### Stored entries
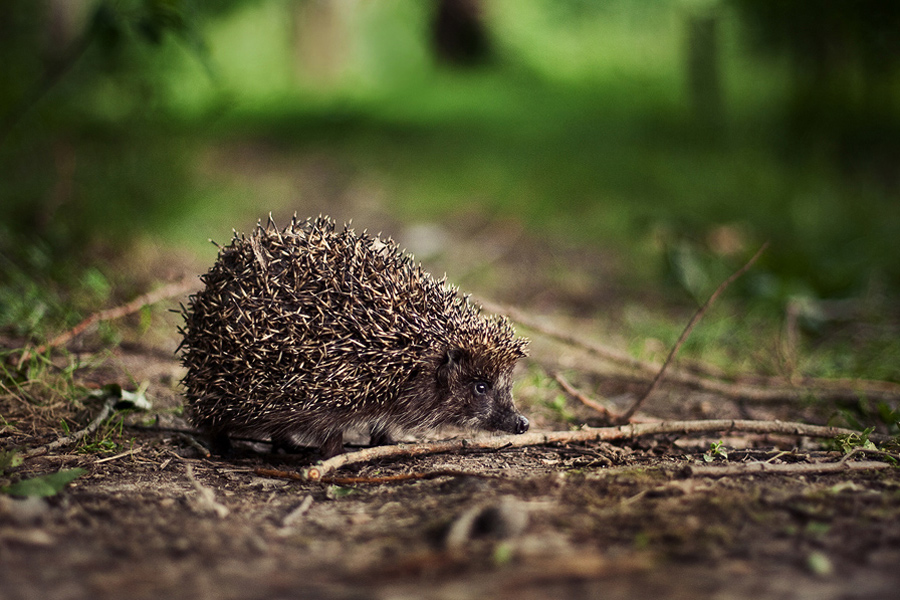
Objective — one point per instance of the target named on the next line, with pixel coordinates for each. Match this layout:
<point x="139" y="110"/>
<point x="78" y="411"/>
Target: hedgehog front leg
<point x="333" y="445"/>
<point x="381" y="436"/>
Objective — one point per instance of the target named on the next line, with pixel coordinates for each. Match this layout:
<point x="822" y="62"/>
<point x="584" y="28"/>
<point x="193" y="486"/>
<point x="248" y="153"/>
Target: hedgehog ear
<point x="449" y="363"/>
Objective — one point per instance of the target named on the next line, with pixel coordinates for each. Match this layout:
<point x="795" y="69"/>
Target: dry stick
<point x="598" y="434"/>
<point x="167" y="291"/>
<point x="587" y="401"/>
<point x="755" y="468"/>
<point x="71" y="439"/>
<point x="376" y="480"/>
<point x="687" y="331"/>
<point x="765" y="389"/>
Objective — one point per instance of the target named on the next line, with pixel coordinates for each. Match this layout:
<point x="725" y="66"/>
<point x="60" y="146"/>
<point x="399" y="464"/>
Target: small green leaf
<point x="44" y="485"/>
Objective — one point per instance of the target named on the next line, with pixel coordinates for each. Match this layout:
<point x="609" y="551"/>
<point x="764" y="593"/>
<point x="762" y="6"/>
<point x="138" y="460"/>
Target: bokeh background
<point x="667" y="138"/>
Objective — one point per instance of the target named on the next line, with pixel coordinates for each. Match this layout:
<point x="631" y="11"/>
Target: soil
<point x="154" y="517"/>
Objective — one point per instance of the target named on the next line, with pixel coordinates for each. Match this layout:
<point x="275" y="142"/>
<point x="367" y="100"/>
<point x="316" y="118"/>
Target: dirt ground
<point x="154" y="518"/>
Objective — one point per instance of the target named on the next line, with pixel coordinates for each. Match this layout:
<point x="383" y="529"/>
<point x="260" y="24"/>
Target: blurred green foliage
<point x="583" y="125"/>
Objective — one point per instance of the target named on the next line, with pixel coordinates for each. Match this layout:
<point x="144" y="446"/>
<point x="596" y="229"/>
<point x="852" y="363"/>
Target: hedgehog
<point x="304" y="333"/>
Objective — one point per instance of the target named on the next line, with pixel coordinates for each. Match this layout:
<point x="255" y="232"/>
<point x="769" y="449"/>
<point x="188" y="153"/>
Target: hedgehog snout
<point x="521" y="425"/>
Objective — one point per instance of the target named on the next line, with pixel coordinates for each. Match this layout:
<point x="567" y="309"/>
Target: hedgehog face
<point x="480" y="399"/>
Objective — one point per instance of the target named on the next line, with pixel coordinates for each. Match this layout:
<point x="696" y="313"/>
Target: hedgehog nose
<point x="521" y="424"/>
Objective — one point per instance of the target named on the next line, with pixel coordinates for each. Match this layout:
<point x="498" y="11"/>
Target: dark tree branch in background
<point x="687" y="331"/>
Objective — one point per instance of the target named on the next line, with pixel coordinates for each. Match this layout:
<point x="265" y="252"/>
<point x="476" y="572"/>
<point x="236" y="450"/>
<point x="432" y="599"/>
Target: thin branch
<point x="176" y="288"/>
<point x="755" y="468"/>
<point x="687" y="331"/>
<point x="586" y="400"/>
<point x="598" y="434"/>
<point x="754" y="388"/>
<point x="374" y="480"/>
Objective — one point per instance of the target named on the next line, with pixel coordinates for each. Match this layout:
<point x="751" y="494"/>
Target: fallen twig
<point x="754" y="468"/>
<point x="687" y="331"/>
<point x="130" y="452"/>
<point x="753" y="387"/>
<point x="598" y="434"/>
<point x="176" y="288"/>
<point x="375" y="480"/>
<point x="587" y="401"/>
<point x="71" y="439"/>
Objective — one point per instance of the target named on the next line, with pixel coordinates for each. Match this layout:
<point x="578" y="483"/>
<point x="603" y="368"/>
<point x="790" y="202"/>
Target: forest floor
<point x="152" y="516"/>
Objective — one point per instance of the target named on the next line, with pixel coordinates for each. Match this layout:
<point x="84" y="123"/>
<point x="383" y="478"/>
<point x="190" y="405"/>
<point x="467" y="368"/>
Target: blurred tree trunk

### WHAT YOU HAVE TO DO
From the first line to the last, output the data exactly; skip any pictures.

### OUTPUT FOR THIS TASK
Objective — one point per instance of the target named on the next line, with pixel coordinates for each. Match this layout:
<point x="139" y="110"/>
<point x="78" y="411"/>
Target: hedgehog front leg
<point x="333" y="445"/>
<point x="381" y="436"/>
Objective — one point per instance of the target named on the next line, with pixel coordinates for each. Match this layout:
<point x="822" y="62"/>
<point x="584" y="28"/>
<point x="193" y="486"/>
<point x="248" y="153"/>
Target: hedgehog ear
<point x="449" y="363"/>
Objective — one point per instance of the target named on the next line, with pixel coordinates for each. Match this layout:
<point x="795" y="69"/>
Target: dry stick
<point x="598" y="434"/>
<point x="167" y="291"/>
<point x="587" y="401"/>
<point x="755" y="468"/>
<point x="71" y="439"/>
<point x="376" y="480"/>
<point x="687" y="331"/>
<point x="765" y="389"/>
Objective — one point per instance of the target named on the next line, with pixel coordinates for each. Match this layout:
<point x="725" y="66"/>
<point x="60" y="146"/>
<point x="399" y="464"/>
Target: small green leaf
<point x="44" y="485"/>
Objective — one point per instance of the target named on the next line, with pixel coordinates for each. Match this layout:
<point x="609" y="551"/>
<point x="764" y="593"/>
<point x="762" y="6"/>
<point x="138" y="460"/>
Target: bokeh background
<point x="667" y="138"/>
Objective — one point per instance of the target named on the next line, with pixel coordinates for each. Match this layout:
<point x="631" y="11"/>
Target: soil
<point x="154" y="517"/>
Objective — one point per instance of the target named on the next line, with pixel coordinates for each. Match this layout:
<point x="275" y="142"/>
<point x="367" y="100"/>
<point x="316" y="118"/>
Target: dirt ground
<point x="154" y="518"/>
Objective — one point per instance of the target named on the next line, with pixel coordinates for each. Match this layout:
<point x="383" y="529"/>
<point x="260" y="24"/>
Target: blurred green foliage
<point x="583" y="125"/>
Objective — one point per instance of the target named on the next line, with pixel coordinates for each. Match this layout:
<point x="144" y="446"/>
<point x="596" y="229"/>
<point x="852" y="363"/>
Target: hedgehog
<point x="304" y="333"/>
Objective — one point per instance of the target named on the next line, with pixel coordinates for each. Match this layout:
<point x="255" y="232"/>
<point x="769" y="449"/>
<point x="188" y="153"/>
Target: hedgehog snout
<point x="521" y="425"/>
Objective — one point per instance of the target named on the next line, with pixel coordinates for each. Match this layout:
<point x="567" y="309"/>
Target: hedgehog face
<point x="480" y="399"/>
Objective — one point per instance of the target named on the next line, with pixel coordinates for each. Match this layout:
<point x="696" y="313"/>
Target: hedgehog nose
<point x="521" y="424"/>
Objective — one point per instance of the target named on the next line, with pixel coordinates for each. Match this layout:
<point x="498" y="11"/>
Target: dark tree branch in background
<point x="687" y="331"/>
Objective — one point per instance of the target named on the next line, with pixel coordinates for each. Match this layout:
<point x="265" y="252"/>
<point x="476" y="572"/>
<point x="236" y="450"/>
<point x="432" y="599"/>
Target: thin branch
<point x="176" y="288"/>
<point x="755" y="468"/>
<point x="687" y="331"/>
<point x="586" y="400"/>
<point x="598" y="434"/>
<point x="754" y="388"/>
<point x="374" y="480"/>
Objective — one point per instance of the target named on the next line, with pixel coordinates for each. Match this layout:
<point x="751" y="494"/>
Target: fallen twig
<point x="754" y="468"/>
<point x="687" y="331"/>
<point x="130" y="452"/>
<point x="753" y="387"/>
<point x="598" y="434"/>
<point x="176" y="288"/>
<point x="375" y="480"/>
<point x="587" y="401"/>
<point x="71" y="439"/>
Objective — one point per instance of the target named on the next line, with pixel coordinates for each. Match this layout:
<point x="578" y="483"/>
<point x="603" y="368"/>
<point x="790" y="202"/>
Target: forest floor
<point x="152" y="516"/>
Objective — one point per instance of the target named on the next line, with pixel coordinates for each. Match this layout:
<point x="84" y="123"/>
<point x="383" y="478"/>
<point x="190" y="405"/>
<point x="467" y="368"/>
Target: blurred tree trunk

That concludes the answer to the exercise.